§ Challenge
Copy everything from the line containing "Practice. Locate the stone facade" down to the end of the material, requests included, scaling each coordinate in the reported answers by 0.65 and rounding it to a whole number with halves rounded up, while leaving the sample coordinates unchanged. Give only those lines.

§ Records shown
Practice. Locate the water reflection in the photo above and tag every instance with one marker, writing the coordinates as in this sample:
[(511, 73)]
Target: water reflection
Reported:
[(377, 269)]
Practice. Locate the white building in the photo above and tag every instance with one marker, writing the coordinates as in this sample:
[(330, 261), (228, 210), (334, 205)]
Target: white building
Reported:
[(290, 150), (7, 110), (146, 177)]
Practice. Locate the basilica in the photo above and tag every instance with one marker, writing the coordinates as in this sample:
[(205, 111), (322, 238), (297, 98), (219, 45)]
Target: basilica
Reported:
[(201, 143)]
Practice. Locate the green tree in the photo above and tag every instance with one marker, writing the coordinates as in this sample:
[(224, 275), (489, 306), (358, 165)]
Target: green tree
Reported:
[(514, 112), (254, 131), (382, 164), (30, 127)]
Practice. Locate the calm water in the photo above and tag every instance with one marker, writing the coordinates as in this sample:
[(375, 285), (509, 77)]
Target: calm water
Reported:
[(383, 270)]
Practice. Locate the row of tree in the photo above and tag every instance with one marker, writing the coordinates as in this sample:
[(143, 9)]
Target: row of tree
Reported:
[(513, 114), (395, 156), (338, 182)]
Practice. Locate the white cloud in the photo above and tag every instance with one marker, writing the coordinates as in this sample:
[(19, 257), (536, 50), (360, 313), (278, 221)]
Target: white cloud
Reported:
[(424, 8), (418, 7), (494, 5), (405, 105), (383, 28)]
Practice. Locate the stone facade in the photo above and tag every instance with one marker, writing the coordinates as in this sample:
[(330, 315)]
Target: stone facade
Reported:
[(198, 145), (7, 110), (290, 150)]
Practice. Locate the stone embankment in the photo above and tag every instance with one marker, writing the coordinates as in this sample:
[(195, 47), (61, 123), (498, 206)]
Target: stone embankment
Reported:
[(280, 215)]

§ The result
Practice. Locate the stone facade in the photo above and tag every instance with one marker, writing the coordinates as in this sample:
[(330, 315)]
Target: stone facade
Reported:
[(129, 94), (5, 72), (189, 98)]
Practice. Locate the stone embankment in the photo above and tag every instance with one marker, writing the coordinates as in this sample:
[(195, 47), (61, 123), (498, 206)]
Target: stone embankment
Reported:
[(182, 140)]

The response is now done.